▸ **Exercise goal**
Please find all lines in the data that hold the string "sign" and copy them.

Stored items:
☆ ☆ ☆ ☆ ☆
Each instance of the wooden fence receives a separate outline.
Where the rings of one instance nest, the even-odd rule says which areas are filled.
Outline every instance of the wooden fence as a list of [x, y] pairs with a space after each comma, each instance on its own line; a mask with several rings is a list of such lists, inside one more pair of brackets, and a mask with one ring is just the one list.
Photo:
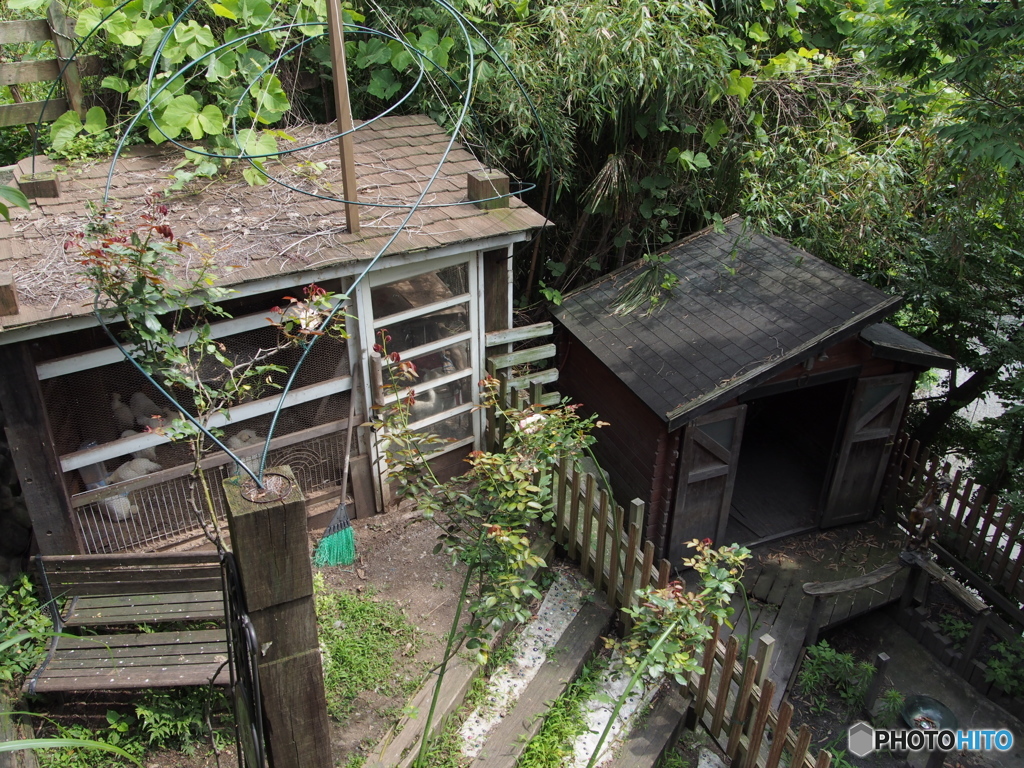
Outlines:
[[883, 508], [904, 528], [906, 513], [931, 487], [937, 475], [950, 474], [952, 487], [939, 504], [932, 549], [952, 569], [1024, 627], [1024, 546], [1018, 536], [1024, 514], [990, 494], [983, 485], [906, 435], [897, 438]]
[[762, 635], [754, 656], [739, 658], [735, 635], [725, 644], [718, 626], [704, 645], [701, 671], [690, 676], [685, 688], [694, 714], [732, 760], [734, 768], [829, 768], [827, 750], [811, 756], [811, 731], [801, 725], [794, 733], [793, 705], [772, 706], [775, 682], [766, 674], [774, 639]]
[[[75, 23], [64, 15], [60, 3], [50, 3], [45, 19], [0, 22], [0, 45], [52, 41], [57, 58], [12, 61], [0, 64], [0, 86], [8, 86], [14, 104], [0, 105], [0, 127], [56, 120], [69, 109], [85, 117], [82, 76], [100, 71], [97, 56], [76, 58]], [[66, 66], [65, 66], [66, 65]], [[62, 71], [63, 70], [63, 71]], [[64, 96], [48, 101], [24, 101], [20, 85], [56, 80], [64, 84]]]

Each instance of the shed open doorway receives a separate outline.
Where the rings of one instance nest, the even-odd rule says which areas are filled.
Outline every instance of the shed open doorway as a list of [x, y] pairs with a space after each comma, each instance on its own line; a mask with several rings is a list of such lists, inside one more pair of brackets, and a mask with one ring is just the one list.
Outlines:
[[793, 388], [747, 402], [727, 542], [751, 544], [817, 527], [850, 381]]

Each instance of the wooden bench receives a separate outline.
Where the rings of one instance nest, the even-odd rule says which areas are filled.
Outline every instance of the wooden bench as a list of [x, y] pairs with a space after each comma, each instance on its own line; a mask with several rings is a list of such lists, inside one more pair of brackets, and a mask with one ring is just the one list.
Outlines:
[[[216, 552], [37, 556], [56, 633], [27, 693], [227, 685], [224, 576]], [[147, 630], [171, 622], [213, 629]], [[99, 628], [103, 634], [88, 634]], [[86, 633], [73, 635], [76, 630]]]

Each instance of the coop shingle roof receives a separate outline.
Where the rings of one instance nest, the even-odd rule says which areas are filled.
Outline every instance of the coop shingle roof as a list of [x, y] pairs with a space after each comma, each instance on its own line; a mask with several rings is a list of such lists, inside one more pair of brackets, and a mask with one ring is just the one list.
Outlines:
[[[300, 146], [326, 138], [332, 126], [289, 129]], [[240, 285], [268, 277], [316, 272], [344, 262], [372, 258], [427, 186], [449, 137], [425, 116], [386, 117], [355, 133], [356, 175], [361, 203], [359, 234], [345, 231], [344, 205], [301, 194], [277, 184], [250, 187], [235, 163], [226, 179], [198, 179], [184, 192], [165, 197], [182, 151], [174, 146], [134, 147], [117, 162], [111, 201], [122, 215], [134, 215], [147, 197], [170, 206], [168, 223], [178, 238], [216, 254], [222, 282]], [[321, 167], [320, 163], [325, 164]], [[31, 173], [31, 159], [19, 164]], [[48, 170], [38, 158], [35, 172]], [[512, 198], [510, 207], [485, 211], [466, 201], [466, 173], [482, 164], [456, 143], [408, 228], [387, 254], [469, 243], [481, 238], [526, 233], [546, 224], [544, 218]], [[91, 296], [77, 276], [73, 252], [64, 242], [86, 220], [86, 203], [98, 202], [109, 163], [78, 165], [62, 171], [61, 196], [33, 201], [30, 212], [12, 210], [10, 224], [0, 221], [0, 272], [12, 273], [19, 313], [0, 317], [0, 333], [19, 326], [86, 314]], [[290, 185], [342, 196], [337, 142], [282, 155], [268, 171]], [[461, 204], [460, 204], [461, 203]], [[230, 269], [229, 269], [230, 266]], [[235, 268], [235, 267], [240, 268]]]
[[668, 251], [679, 284], [649, 315], [612, 314], [642, 269], [570, 295], [555, 317], [676, 429], [895, 310], [900, 300], [777, 237], [726, 222]]

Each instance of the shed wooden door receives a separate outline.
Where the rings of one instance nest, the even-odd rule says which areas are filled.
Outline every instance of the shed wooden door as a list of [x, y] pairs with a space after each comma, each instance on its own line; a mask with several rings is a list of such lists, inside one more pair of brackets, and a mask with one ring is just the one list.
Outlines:
[[672, 516], [668, 557], [673, 563], [689, 557], [692, 539], [723, 543], [736, 482], [743, 420], [747, 406], [724, 408], [694, 419], [683, 432], [679, 479]]
[[912, 373], [897, 373], [857, 382], [822, 512], [822, 528], [860, 522], [874, 514], [913, 380]]

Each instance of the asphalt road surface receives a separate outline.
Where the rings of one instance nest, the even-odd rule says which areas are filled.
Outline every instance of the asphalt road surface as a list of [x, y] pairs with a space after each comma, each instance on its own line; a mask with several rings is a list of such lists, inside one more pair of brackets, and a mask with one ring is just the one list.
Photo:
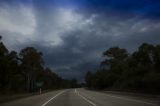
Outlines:
[[160, 101], [85, 89], [67, 89], [12, 101], [2, 106], [160, 106]]

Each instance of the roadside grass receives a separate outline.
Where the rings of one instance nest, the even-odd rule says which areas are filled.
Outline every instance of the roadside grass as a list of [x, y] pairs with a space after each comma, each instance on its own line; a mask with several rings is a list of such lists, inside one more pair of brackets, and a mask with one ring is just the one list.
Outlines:
[[9, 101], [13, 101], [13, 100], [16, 100], [16, 99], [20, 99], [20, 98], [25, 98], [25, 97], [33, 96], [33, 95], [36, 95], [36, 93], [0, 95], [0, 104], [1, 104], [1, 103], [5, 103], [5, 102], [9, 102]]
[[[45, 91], [42, 91], [41, 94], [44, 94], [50, 91], [53, 91], [53, 90], [45, 90]], [[18, 94], [0, 94], [0, 104], [30, 97], [30, 96], [35, 96], [35, 95], [40, 95], [40, 93], [32, 92], [32, 93], [18, 93]]]

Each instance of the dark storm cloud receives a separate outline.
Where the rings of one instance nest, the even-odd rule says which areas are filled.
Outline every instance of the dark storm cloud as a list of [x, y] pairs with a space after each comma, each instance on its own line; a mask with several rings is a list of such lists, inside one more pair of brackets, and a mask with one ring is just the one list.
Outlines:
[[36, 47], [45, 66], [64, 78], [82, 80], [99, 68], [102, 52], [110, 47], [133, 52], [143, 42], [160, 42], [159, 1], [24, 1], [0, 2], [5, 44], [11, 50]]
[[[102, 52], [109, 47], [120, 46], [133, 52], [143, 42], [159, 44], [160, 24], [134, 18], [125, 23], [123, 19], [108, 21], [97, 18], [88, 30], [65, 33], [62, 45], [48, 49], [50, 51], [45, 56], [47, 64], [62, 76], [82, 79], [86, 71], [99, 67]], [[153, 29], [143, 29], [147, 27]]]
[[[142, 18], [160, 17], [160, 1], [158, 0], [80, 0], [80, 3], [75, 2], [76, 0], [67, 1], [74, 2], [74, 5], [77, 5], [80, 11], [86, 13], [86, 15], [91, 12], [115, 14], [117, 16], [139, 15]], [[63, 0], [59, 2], [63, 2]]]

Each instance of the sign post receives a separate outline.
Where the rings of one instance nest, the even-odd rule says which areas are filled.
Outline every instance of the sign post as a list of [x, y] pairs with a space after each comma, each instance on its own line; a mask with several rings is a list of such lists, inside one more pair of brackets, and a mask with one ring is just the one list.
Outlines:
[[42, 94], [42, 89], [41, 89], [41, 88], [39, 88], [39, 94], [40, 94], [40, 95]]
[[36, 86], [39, 88], [39, 94], [42, 94], [42, 86], [43, 86], [43, 82], [37, 82]]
☆ ☆ ☆ ☆ ☆
▸ **Final answer**
Each instance of the sign post receives a separate outline.
Outline every instance of the sign post as a list of [x, y] pairs with a space after each comma, each instance on its own line; a mask with several rings is a list of such lists, inside one more pair of brackets, and a mask with one ring is just the one list.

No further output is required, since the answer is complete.